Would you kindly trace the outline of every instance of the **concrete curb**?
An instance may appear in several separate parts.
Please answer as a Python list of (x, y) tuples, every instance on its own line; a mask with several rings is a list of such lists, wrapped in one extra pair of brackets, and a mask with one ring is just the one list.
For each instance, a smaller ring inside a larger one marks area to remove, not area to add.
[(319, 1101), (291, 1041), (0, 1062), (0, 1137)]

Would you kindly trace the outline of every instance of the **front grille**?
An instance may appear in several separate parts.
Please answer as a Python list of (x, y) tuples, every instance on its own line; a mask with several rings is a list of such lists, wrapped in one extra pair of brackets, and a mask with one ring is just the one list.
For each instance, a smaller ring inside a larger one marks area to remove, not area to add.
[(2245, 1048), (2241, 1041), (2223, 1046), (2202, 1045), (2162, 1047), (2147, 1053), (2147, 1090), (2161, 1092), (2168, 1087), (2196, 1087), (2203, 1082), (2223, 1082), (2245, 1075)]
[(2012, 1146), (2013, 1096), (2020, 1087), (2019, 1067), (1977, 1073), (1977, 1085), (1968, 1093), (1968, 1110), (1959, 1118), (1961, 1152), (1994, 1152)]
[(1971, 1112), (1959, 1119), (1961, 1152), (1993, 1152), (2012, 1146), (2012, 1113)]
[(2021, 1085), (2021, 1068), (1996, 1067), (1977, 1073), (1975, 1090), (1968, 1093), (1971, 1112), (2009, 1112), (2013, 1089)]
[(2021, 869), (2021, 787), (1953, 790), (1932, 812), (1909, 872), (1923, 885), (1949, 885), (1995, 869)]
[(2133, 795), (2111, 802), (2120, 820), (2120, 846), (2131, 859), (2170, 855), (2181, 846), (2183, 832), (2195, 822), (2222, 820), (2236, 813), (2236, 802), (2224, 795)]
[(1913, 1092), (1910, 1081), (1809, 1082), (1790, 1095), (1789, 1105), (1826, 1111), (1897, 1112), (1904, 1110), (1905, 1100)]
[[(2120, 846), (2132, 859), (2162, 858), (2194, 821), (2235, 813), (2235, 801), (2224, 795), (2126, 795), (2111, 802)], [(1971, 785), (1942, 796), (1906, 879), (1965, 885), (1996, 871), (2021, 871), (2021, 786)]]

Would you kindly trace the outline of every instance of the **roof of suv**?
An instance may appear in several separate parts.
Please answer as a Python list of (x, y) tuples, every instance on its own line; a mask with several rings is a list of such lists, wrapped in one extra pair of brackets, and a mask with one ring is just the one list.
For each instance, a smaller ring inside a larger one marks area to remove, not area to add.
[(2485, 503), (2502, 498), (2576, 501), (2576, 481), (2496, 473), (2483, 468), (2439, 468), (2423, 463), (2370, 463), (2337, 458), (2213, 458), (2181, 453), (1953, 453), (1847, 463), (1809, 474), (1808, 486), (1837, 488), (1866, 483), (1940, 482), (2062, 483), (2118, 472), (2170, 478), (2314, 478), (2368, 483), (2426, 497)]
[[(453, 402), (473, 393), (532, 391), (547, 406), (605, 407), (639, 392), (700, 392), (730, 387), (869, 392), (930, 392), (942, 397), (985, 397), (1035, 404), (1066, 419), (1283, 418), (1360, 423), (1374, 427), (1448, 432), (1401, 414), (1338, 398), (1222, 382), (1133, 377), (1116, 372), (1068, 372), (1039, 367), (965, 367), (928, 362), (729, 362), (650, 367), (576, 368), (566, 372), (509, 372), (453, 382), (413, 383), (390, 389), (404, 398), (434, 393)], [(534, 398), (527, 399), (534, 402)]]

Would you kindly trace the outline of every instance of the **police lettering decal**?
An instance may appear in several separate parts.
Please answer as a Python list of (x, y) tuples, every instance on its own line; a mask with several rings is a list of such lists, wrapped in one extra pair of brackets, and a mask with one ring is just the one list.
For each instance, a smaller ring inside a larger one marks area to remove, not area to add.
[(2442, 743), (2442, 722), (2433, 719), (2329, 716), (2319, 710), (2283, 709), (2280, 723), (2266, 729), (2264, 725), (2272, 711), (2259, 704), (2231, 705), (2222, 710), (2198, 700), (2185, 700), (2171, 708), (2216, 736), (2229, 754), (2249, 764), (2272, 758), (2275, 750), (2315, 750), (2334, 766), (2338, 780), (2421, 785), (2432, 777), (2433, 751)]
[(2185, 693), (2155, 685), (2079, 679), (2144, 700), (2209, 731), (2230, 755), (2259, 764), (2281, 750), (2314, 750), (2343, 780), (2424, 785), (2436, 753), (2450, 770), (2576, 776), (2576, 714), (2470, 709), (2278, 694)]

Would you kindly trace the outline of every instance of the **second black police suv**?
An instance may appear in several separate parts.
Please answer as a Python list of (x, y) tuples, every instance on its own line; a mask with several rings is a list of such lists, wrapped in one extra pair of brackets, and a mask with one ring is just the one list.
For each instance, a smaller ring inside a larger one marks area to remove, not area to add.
^^^^
* _ACTIVITY_
Search the records for the word "trace" and copy every line where it occurs.

* _RESPONSE_
Would you kindly trace the outline of every instance of the **concrete curb**?
Would you kindly trace the outline of every instance of the **front grille**?
Would you kindly trace the outline of every instance of the **roof of suv**?
Would you kindly trace the outline of every instance of the **police lettering decal**?
Would you kindly trace the outline of every instance of the **second black police suv**?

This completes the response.